DATA EXCERPTS:
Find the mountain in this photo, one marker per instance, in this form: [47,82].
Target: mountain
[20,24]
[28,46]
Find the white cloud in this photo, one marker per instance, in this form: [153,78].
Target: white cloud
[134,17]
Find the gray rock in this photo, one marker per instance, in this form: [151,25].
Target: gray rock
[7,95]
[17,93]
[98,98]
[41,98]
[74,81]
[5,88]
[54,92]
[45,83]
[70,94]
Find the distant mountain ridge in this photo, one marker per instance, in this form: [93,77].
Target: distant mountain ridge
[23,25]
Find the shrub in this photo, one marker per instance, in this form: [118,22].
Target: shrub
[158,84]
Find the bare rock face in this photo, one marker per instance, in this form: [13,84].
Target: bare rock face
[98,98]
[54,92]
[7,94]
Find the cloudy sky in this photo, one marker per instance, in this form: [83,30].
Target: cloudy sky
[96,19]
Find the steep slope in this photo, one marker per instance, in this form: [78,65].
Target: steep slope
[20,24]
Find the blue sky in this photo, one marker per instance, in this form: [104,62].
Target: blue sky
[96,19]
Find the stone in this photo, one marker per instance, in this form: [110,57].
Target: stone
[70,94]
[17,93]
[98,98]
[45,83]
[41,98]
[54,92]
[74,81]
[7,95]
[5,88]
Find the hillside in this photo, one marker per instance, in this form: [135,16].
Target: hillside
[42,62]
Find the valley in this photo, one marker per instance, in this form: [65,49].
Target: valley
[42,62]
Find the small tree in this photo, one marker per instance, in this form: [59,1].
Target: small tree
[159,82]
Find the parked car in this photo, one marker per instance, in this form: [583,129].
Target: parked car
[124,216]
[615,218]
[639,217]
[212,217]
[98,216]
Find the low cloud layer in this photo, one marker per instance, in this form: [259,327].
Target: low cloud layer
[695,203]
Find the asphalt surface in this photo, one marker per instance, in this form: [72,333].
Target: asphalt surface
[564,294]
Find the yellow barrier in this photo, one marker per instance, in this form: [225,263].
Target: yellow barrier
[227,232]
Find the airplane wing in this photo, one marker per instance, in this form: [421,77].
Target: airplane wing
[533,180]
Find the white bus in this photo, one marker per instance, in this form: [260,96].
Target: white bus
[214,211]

TASK GOAL:
Repeat all of the lines above word for word, in the same order.

SOLUTION TO THE PROBLEM:
Find the mountain in this photo, one marker per instance, in this form: [47,82].
Target: mountain
[20,24]
[28,46]
Find the white cloud in this photo, one marker per instance, in this form: [153,78].
Target: white cloud
[134,17]
Find the gray rock in this photo, one marker per instance, in this form: [151,25].
Target: gray rock
[7,95]
[17,93]
[98,98]
[41,98]
[74,81]
[5,88]
[54,92]
[45,83]
[70,94]
Find the distant mountain ridge in this photo, one marker per instance, in this form: [93,77].
Target: distant mountain ridge
[23,25]
Find the shrub in this photo, one marker per instance, in this form: [118,22].
Target: shrub
[158,84]
Find the bare rock face in this photo, one marker per instance, in this form: [13,84].
Target: bare rock face
[98,98]
[54,92]
[7,94]
Find the cloudy sky in this photo, one marker per instance, in this form: [83,30].
Target: cloudy sky
[96,19]
Find the steep slope in this photo, one marker per instance, in this form: [78,65].
Target: steep slope
[20,24]
Find the blue sky in this photo, one marker per instance, in this form: [104,62].
Target: blue sky
[96,19]
Find the stone in this photo, one marker per instance, in this form: [110,57].
Target: stone
[70,94]
[17,93]
[98,98]
[45,83]
[41,98]
[54,92]
[74,81]
[7,95]
[5,88]
Find the hillside in this photo, one marker per instance, in this form: [135,16].
Target: hillside
[42,62]
Find the valley in this photo, one marker per instance, in this form: [65,49].
Target: valley
[42,62]
Find the small tree in this photo, one marker per instance, in this form: [59,1].
Target: small tree
[159,82]
Find the parked car in this photo, one marker per instance, in this form: [583,129].
Target: parked car
[124,216]
[615,218]
[639,217]
[212,217]
[98,216]
Find the low cloud layer in this photo, one marker per instance, in this form: [259,327].
Target: low cloud layer
[695,203]
Find the asphalt surface in this photo, one marker per instance, in this form: [72,333].
Target: asphalt surface
[564,294]
Find the yellow barrier in this photo, one marker per instance, in this form: [225,263].
Target: yellow barrier
[227,232]
Find the airplane wing in this photo, one marker per instance, in this form: [421,77].
Target: airplane wing
[533,180]
Find the white bus in this photo, one marker per instance, in this form: [260,96].
Target: white bus
[214,211]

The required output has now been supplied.